- **EXERCISE DESCRIPTION**: Whenever a line in the records below contains "curtain", pick it out.

(Natural language region descriptions)
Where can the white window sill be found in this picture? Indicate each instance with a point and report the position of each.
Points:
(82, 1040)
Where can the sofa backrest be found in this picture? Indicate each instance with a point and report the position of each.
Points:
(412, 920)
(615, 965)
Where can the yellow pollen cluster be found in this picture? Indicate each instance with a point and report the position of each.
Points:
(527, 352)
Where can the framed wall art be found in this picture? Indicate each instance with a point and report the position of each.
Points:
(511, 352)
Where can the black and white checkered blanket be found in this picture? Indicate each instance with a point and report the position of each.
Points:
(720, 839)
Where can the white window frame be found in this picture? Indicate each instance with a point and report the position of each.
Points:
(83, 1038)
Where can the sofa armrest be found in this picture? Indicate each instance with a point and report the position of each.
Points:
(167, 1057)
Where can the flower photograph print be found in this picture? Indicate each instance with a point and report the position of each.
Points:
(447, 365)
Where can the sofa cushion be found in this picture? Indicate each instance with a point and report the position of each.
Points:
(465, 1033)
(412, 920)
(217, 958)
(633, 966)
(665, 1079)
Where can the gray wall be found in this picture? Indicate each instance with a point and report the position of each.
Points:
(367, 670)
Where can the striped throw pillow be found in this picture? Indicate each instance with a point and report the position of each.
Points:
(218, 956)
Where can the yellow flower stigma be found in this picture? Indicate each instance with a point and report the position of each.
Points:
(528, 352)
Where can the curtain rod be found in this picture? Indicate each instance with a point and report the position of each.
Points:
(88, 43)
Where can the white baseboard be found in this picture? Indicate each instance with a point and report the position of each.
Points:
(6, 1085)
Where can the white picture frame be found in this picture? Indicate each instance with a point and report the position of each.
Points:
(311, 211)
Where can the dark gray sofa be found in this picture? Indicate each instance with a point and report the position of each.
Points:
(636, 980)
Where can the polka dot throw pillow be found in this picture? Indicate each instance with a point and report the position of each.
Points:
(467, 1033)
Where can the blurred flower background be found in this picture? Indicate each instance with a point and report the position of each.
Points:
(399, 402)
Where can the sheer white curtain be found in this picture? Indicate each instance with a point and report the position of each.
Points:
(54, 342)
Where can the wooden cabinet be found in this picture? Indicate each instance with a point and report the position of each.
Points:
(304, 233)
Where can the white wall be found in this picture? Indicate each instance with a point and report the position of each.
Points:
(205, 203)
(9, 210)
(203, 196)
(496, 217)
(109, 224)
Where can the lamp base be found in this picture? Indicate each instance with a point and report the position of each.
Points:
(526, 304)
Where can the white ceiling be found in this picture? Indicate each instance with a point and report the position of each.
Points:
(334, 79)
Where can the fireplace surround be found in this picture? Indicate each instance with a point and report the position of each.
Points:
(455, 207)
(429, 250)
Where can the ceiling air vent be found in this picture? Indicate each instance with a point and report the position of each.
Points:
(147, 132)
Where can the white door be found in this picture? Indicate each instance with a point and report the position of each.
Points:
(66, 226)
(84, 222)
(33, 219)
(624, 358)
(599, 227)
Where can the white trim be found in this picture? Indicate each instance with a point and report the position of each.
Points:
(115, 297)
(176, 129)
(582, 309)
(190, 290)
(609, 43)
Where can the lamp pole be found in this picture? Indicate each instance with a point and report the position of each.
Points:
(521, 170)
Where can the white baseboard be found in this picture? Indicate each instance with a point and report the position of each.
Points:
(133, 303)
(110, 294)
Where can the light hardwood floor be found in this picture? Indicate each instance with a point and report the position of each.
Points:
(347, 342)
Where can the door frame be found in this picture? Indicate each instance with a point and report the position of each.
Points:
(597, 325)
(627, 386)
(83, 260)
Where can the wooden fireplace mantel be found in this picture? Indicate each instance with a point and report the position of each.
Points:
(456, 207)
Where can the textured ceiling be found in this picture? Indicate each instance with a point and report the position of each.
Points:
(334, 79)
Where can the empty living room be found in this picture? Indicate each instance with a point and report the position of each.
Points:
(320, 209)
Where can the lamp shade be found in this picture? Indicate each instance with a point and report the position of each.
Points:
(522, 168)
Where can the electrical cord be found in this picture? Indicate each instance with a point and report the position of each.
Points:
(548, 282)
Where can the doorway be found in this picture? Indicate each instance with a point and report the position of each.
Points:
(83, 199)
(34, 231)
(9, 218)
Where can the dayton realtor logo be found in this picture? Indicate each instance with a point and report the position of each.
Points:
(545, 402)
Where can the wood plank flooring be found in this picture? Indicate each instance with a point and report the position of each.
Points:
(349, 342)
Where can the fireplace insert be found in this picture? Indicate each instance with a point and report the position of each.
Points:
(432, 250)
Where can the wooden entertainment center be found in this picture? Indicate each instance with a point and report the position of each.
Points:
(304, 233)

- **OUTPUT BELOW**:
Where can the curtain rod be found in this picture? Indicate each instance with a point and report the position of each.
Where can the sheer white curtain be found in this picture? Indicate each instance with a point and report the position of each.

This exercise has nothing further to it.